Testo fornito —
"""

Tra gennaio ed agosto 2020 a livello nazionale si registra, rispetto ai primi 8 mesi del 2019, un -17,3% di spesa appaltata e un -10,4% di gare. La spesa sanitaria però esplode arrivando a toccare ad agosto 2020 i 17,9 miliardi, rispetto ai 12,4 miliardi dell’anno precedente. Dunque gli appalti pubblici, che da sempre sono un motore di sviluppo economico grazie alla leva della domanda pubblica, diventano ancora più importanti in un quadro che sta vedendo cambiare profondamente il rapporto tra sistema pubblico e imprese, producendo cambiamenti inattesi di carattere organizzativo, culturale e sociale.

Le stazioni appaltanti e gli operatori economici sono pronti a queste sfide epocali? Alcuni dati interessanti al riguardo emergono da una ricerca di Sardegna Ricerche, ente regionale dell’innovazione nell’ambito del progetto Sportello Appalti Imprese, ideato per formare e orientare le aziende e le stazioni appaltanti nel mercato delle gare pubbliche.

Lo studio conferma la lentezza del ciclo dell’appalto: in Italia in media si impiegano 663 giorni per arrivare dall’affidamento della progettazione alla conclusione dei lavori (507 giorni in Emilia Romagna, la regione più efficiente, 706 in Lombardia, fino a quasi 1000 in Liguria) spesso a causa dei pesanti oneri burocratici che costringono i RUP a concentrarsi sulle pratiche amministrative piuttosto che sul perseguimento dell’obiettivo dell’appalto.

In questo contesto, le risorse finanziarie che l’Europa metterà a disposizione dei Paesi membri nei prossimi anni per far fronte all’emergenza causata dalla pandemia di Covid-19, saranno efficaci solo se si tradurranno in tempi brevi in gare di appalto, e se le gare d’appalto si tradurranno in progetti concreti con risultati costantemente misurabili.

"""

Dati registrati —
"""

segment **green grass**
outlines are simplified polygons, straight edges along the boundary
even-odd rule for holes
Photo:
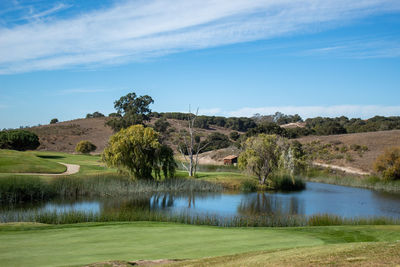
[[[132,266],[125,262],[121,267]],[[363,242],[187,260],[163,266],[398,266],[400,242]]]
[[[218,228],[169,223],[1,225],[4,266],[65,266],[108,260],[196,259],[349,242],[394,242],[400,226]]]
[[[66,167],[36,152],[0,149],[0,173],[62,173]]]

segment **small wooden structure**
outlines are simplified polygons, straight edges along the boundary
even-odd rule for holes
[[[224,165],[235,165],[237,164],[237,156],[230,155],[224,158]]]

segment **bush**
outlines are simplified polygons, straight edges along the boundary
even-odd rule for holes
[[[0,149],[34,150],[40,145],[39,137],[25,130],[0,132]]]
[[[216,132],[207,136],[206,140],[201,142],[200,147],[206,146],[205,149],[202,150],[203,152],[206,152],[206,151],[226,148],[231,144],[232,143],[227,135]]]
[[[88,154],[90,152],[93,152],[96,150],[96,146],[91,143],[90,141],[80,141],[76,147],[75,147],[75,151],[78,153],[82,153],[82,154]]]
[[[297,191],[306,188],[306,184],[298,177],[292,178],[290,175],[274,175],[272,186],[275,190]]]
[[[244,180],[240,183],[240,190],[245,193],[256,192],[257,183],[252,180]]]
[[[154,123],[154,129],[159,133],[165,133],[170,123],[165,118],[160,118]]]
[[[231,133],[229,134],[229,137],[230,137],[233,141],[236,141],[236,140],[239,139],[240,134],[239,134],[238,132],[231,132]]]
[[[89,118],[102,118],[102,117],[104,117],[104,114],[100,113],[98,111],[95,111],[92,114],[90,114],[90,113],[86,114],[86,119],[89,119]]]
[[[400,179],[400,147],[387,149],[375,161],[374,169],[386,180]]]

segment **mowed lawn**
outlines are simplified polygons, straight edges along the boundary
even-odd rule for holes
[[[62,173],[66,167],[36,155],[36,152],[20,152],[0,149],[0,173]]]
[[[45,151],[14,151],[0,149],[0,178],[8,177],[10,173],[62,173],[64,165],[77,164],[80,170],[74,176],[115,173],[101,162],[99,155],[80,155]],[[46,178],[47,179],[47,178]]]
[[[79,266],[109,260],[199,259],[396,240],[400,240],[400,226],[218,228],[155,222],[0,225],[0,264]]]

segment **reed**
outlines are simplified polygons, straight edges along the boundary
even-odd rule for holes
[[[219,216],[213,214],[167,214],[157,211],[131,211],[93,213],[79,211],[2,212],[0,222],[36,222],[46,224],[73,224],[85,222],[173,222],[219,227],[298,227],[330,225],[400,225],[399,219],[387,217],[344,218],[331,214]]]
[[[310,182],[351,186],[390,193],[400,193],[400,181],[386,181],[376,176],[339,176],[330,174],[326,171],[312,168],[303,175],[303,179]]]
[[[196,179],[132,180],[119,175],[57,177],[44,181],[34,176],[0,179],[0,202],[19,203],[54,197],[112,197],[150,192],[220,192],[221,185]]]

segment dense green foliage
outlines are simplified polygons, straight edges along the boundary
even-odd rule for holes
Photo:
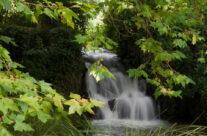
[[[206,116],[206,1],[106,1],[106,36],[130,77],[143,77],[161,98],[167,118]],[[133,69],[132,69],[133,68]],[[172,107],[169,107],[171,103]],[[201,120],[202,120],[201,119]],[[206,118],[205,118],[206,119]]]
[[[204,123],[206,3],[106,0],[98,3],[103,22],[88,27],[85,36],[76,38],[86,48],[105,47],[116,52],[129,69],[130,77],[146,79],[148,93],[159,98],[162,111],[168,109],[164,113],[167,118],[176,116],[192,121],[202,113]]]
[[[66,5],[87,12],[84,8],[87,4],[81,6],[82,3],[75,2]],[[83,112],[94,114],[92,108],[103,105],[102,102],[84,99],[73,93],[70,93],[70,99],[64,98],[51,88],[51,84],[36,80],[28,73],[19,71],[18,69],[23,68],[23,66],[13,62],[6,49],[8,48],[12,52],[11,56],[15,60],[27,66],[25,71],[31,72],[38,79],[46,78],[46,80],[53,83],[59,80],[59,83],[57,83],[59,88],[66,90],[65,83],[61,80],[66,77],[60,77],[58,74],[71,76],[66,75],[71,69],[74,70],[73,74],[76,74],[75,65],[77,63],[81,65],[82,63],[81,47],[73,42],[72,39],[75,33],[71,30],[71,28],[75,28],[73,19],[79,20],[79,18],[70,8],[62,2],[0,1],[1,24],[4,28],[0,35],[0,135],[12,136],[13,132],[17,133],[15,131],[34,131],[31,125],[32,119],[46,123],[48,120],[61,117],[70,124],[72,135],[82,135],[71,123],[69,115],[75,113],[82,115]],[[59,20],[71,28],[35,30],[34,28],[5,25],[7,21],[12,20],[10,18],[21,18],[21,16],[26,17],[32,23],[38,23],[40,15],[43,14],[51,19]],[[74,35],[69,36],[68,33]],[[32,61],[35,61],[35,63]],[[75,61],[80,62],[72,63]],[[54,62],[56,62],[56,65],[53,65]],[[65,69],[62,67],[61,70],[58,69],[58,65],[63,65],[62,67],[65,67]],[[76,70],[79,69],[76,68]],[[48,74],[53,74],[56,77],[49,77]],[[73,76],[80,78],[78,75]],[[68,94],[65,93],[65,95]],[[22,135],[21,133],[17,134]]]

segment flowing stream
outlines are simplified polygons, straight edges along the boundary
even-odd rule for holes
[[[130,79],[116,54],[102,49],[85,53],[86,90],[90,98],[105,102],[104,108],[96,110],[95,126],[106,128],[158,126],[157,108],[154,100],[146,96],[144,80]],[[89,76],[90,66],[103,59],[102,62],[116,78],[105,78],[98,83],[94,77]],[[114,129],[115,130],[115,129]]]

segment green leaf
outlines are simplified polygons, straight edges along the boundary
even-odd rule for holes
[[[14,125],[14,130],[15,131],[34,131],[34,129],[29,125],[24,122],[16,122]]]
[[[24,5],[24,4],[21,3],[21,2],[17,2],[17,3],[16,3],[16,11],[17,11],[17,12],[24,12],[24,14],[26,14],[26,15],[31,15],[31,14],[33,14],[33,12],[30,10],[30,8],[27,7],[26,5]]]
[[[52,119],[50,114],[44,113],[42,111],[37,112],[38,119],[41,120],[43,123],[46,123],[47,120]]]
[[[73,99],[76,99],[76,100],[80,100],[81,99],[81,96],[78,95],[78,94],[74,94],[74,93],[70,93],[70,98],[73,98]]]
[[[198,62],[200,62],[200,63],[206,63],[206,60],[205,60],[205,58],[203,58],[203,57],[201,57],[201,58],[198,58],[198,60],[197,60]]]
[[[96,106],[96,107],[100,107],[100,108],[102,108],[103,105],[104,105],[104,102],[101,102],[101,101],[98,101],[98,100],[95,100],[95,99],[90,99],[90,102],[91,102],[94,106]]]
[[[56,17],[54,16],[54,12],[50,10],[49,8],[44,9],[44,14],[52,19],[56,19]]]
[[[6,10],[12,9],[11,0],[0,0],[0,5]]]
[[[0,136],[13,136],[3,125],[0,125]]]
[[[58,108],[59,112],[63,112],[62,100],[64,100],[64,99],[59,94],[55,94],[55,96],[53,97],[54,104]]]

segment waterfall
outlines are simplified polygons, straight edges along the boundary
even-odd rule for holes
[[[104,108],[96,111],[95,123],[99,125],[126,125],[156,126],[159,120],[156,118],[156,106],[153,99],[146,95],[146,83],[144,80],[130,79],[119,62],[116,54],[101,49],[89,51],[84,55],[86,73],[86,91],[90,98],[105,103]],[[104,78],[96,82],[89,76],[90,66],[103,59],[105,65],[115,76],[114,79]]]

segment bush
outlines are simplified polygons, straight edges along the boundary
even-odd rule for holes
[[[17,47],[6,47],[36,79],[44,79],[61,92],[81,90],[84,62],[82,47],[75,43],[76,31],[66,27],[2,26],[3,35],[14,38]]]

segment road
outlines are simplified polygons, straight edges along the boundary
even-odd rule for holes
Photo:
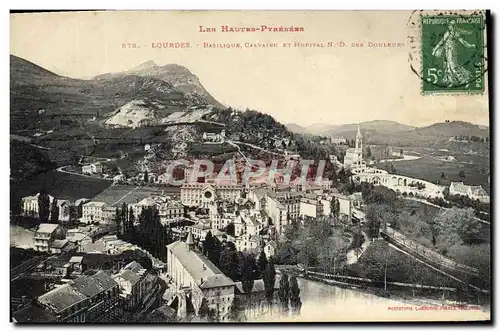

"""

Descrizione del problema —
Rispondi alle seguenti domande sul testo relativo agli appalti pubblici:
(a) Quale cifra ha raggiunto la spesa sanitaria ad agosto 2020?
(b) Quale ente regionale ha condotto la ricerca citata?
(c) Quanti giorni occorrono in media in Italia dall'affidamento della progettazione alla conclusione dei lavori?
I dati non hanno alcun legame con il testo.

Compito svolto —
(a) 17,9 miliardi.
(b) Sardegna Ricerche.
(c) 663 giorni.